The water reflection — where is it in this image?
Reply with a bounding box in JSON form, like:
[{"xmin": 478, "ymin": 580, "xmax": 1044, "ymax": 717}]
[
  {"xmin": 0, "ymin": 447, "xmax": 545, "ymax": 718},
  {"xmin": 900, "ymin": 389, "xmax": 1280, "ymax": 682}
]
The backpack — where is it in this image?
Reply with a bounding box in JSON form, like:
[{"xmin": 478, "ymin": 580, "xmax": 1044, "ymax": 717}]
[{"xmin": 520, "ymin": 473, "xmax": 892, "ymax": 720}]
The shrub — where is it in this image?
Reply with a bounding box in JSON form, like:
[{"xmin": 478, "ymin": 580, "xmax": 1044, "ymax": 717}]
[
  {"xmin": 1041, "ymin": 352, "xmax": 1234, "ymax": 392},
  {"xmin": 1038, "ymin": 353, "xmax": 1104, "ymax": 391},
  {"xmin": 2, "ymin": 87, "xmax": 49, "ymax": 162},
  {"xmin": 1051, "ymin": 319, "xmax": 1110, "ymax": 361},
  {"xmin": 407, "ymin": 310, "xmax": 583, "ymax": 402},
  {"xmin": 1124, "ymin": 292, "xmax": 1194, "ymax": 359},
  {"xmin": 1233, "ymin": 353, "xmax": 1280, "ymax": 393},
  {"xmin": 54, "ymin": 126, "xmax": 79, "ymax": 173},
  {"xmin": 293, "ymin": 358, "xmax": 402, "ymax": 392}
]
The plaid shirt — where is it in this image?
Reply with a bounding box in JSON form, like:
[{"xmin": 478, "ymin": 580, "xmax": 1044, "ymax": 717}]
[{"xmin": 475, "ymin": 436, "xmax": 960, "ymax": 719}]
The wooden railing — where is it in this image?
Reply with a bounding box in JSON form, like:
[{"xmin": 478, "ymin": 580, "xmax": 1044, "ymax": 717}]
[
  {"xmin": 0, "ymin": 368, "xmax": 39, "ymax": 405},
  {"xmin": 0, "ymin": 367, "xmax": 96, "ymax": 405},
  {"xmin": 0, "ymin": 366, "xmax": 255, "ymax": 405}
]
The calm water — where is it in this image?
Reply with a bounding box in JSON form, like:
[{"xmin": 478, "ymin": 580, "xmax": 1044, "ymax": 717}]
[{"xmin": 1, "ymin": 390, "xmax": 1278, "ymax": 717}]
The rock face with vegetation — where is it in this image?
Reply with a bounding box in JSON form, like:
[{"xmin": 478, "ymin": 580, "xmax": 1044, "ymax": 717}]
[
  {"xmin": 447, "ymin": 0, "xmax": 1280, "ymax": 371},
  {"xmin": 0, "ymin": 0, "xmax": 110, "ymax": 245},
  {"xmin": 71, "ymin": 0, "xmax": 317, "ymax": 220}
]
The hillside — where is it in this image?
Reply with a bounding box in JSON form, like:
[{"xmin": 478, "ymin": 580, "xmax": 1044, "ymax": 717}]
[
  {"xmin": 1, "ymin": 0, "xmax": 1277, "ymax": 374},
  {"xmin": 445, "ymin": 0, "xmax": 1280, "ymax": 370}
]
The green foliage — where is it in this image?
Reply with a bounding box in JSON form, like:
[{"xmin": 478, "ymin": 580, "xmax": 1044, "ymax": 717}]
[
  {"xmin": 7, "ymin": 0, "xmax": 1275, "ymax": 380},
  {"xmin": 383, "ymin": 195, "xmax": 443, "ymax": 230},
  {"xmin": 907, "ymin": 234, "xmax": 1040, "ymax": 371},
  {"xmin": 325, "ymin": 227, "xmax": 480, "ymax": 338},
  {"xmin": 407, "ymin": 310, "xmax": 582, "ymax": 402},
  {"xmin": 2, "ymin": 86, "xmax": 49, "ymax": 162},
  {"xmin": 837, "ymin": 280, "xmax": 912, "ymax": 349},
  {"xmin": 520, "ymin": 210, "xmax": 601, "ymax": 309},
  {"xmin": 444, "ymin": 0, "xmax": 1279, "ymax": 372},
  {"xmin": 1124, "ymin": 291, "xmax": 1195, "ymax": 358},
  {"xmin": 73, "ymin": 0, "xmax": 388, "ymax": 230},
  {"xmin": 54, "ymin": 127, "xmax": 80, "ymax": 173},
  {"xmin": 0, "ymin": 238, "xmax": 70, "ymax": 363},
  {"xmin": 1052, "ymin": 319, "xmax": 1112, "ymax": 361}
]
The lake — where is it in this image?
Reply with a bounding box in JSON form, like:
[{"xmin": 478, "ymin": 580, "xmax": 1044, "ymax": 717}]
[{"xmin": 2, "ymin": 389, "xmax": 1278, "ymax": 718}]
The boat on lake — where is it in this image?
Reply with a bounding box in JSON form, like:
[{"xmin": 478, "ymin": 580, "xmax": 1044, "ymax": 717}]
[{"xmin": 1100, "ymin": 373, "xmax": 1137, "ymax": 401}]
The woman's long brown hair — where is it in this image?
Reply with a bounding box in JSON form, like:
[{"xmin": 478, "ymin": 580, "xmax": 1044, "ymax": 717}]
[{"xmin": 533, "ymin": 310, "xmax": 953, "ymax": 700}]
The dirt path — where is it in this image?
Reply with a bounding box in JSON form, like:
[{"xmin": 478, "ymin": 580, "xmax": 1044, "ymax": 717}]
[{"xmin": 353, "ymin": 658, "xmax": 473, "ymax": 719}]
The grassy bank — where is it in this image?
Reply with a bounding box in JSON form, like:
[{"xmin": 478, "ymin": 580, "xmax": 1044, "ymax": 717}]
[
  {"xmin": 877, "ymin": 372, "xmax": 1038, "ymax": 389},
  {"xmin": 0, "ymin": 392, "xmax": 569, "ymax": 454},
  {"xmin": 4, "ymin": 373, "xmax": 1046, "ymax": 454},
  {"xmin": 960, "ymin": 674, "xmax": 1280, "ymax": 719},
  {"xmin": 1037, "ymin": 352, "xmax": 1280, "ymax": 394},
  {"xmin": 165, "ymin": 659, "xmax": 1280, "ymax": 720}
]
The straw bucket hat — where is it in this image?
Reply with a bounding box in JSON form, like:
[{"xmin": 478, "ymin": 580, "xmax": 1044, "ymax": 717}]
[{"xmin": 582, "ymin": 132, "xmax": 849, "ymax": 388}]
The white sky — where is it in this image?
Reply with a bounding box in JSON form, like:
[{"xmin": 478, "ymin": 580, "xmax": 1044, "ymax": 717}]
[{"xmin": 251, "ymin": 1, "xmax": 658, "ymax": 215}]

────────

--- Problem ---
Give back, unchanged, the run of lines in the listing above that begins at the line containing "The straw bucket" and ends at the line containing "The white sky — where is it in this image?", both included.

--- Solved exercise ---
The straw bucket hat — where is it in this image?
Reply with a bounding box in JSON form, like:
[{"xmin": 478, "ymin": 580, "xmax": 1044, "ymax": 717}]
[{"xmin": 582, "ymin": 132, "xmax": 849, "ymax": 388}]
The white sky — where is it in this image?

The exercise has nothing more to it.